**TEXTE:**
------------------------------

Le 9 mai 2017, c’est dans une ambiance bon enfant que la résidence de l’Union européenne à Ouagadougou a accueilli, les invités à la Fête de l’Europe, qui coïncide cette année, avec le 60è anniversaire de l’existence de l’Union. L’ambassadeur, chef de la Délégation de l’Union Européenne au Burkina, Jean Lamy et son épouse ont alors exprimé à tous leurs hôtes du jour, leur joie. Occasion également pour le diplomate européen de présenter les acquis de l’institution à l’honneur, depuis sa naissance en 1957 jusqu’à nos jours, les péripéties qu’elles a traversées et ses perspectives. C’était en présence de plusieurs personnalités, dont le président du Conseil constitutionnel, Kassoum Kambou, du ministre d’Etat en charge de la Sécurité Simon Compaoré, et du ministre burkinabè en charge des Affaires étrangères, Alpha Barry.
« C’est avec un grand plaisir que mon épouse et moi-même vous accueillons ce soir en cette Résidence ouagalaise de l’Union européenne, afin de célébrer ensemble cette journée de l’Europe, fêtée partout dans le monde le 9 mai, en souvenir du discours fondateur prononcé le 9 mai 1950 par un des pères fondateurs de l’Europe moderne, le Ministre Robert Schuman.

------------------------------

**MATÉRIEL FOURNI:**
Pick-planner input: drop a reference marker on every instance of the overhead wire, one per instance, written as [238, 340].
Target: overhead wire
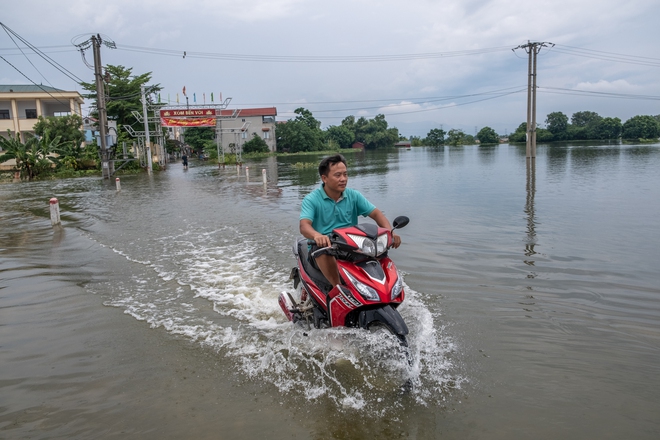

------------------------------

**CONSIGNES:**
#1 Recopiez le passage du texte sur la Fête de l'Europe compris entre « Le 9 mai 2017, c’est » et « étrangères, Alpha Barry. », ces deux passages inclus.
#2 Relevez toutes les personnes désignées par leur nom dans le texte sur la Fête de l'Europe.

**CORRIGÉ DES EXERCICES:**
#1
Le 9 mai 2017, c’est dans une ambiance bon enfant que la résidence de l’Union européenne à Ouagadougou a accueilli, les invités à la Fête de l’Europe, qui coïncide cette année, avec le 60è anniversaire de l’existence de l’Union. L’ambassadeur, chef de la Délégation de l’Union Européenne au Burkina, Jean Lamy et son épouse ont alors exprimé à tous leurs hôtes du jour, leur joie. Occasion également pour le diplomate européen de présenter les acquis de l’institution à l’honneur, depuis sa naissance en 1957 jusqu’à nos jours, les péripéties qu’elles a traversées et ses perspectives. C’était en présence de plusieurs personnalités, dont le président du Conseil constitutionnel, Kassoum Kambou, du ministre d’Etat en charge de la Sécurité Simon Compaoré, et du ministre burkinabè en charge des Affaires étrangères, Alpha Barry.

#2
- Jean Lamy
- Kassoum Kambou
- Simon Compaoré
- Alpha Barry
- Robert Schuman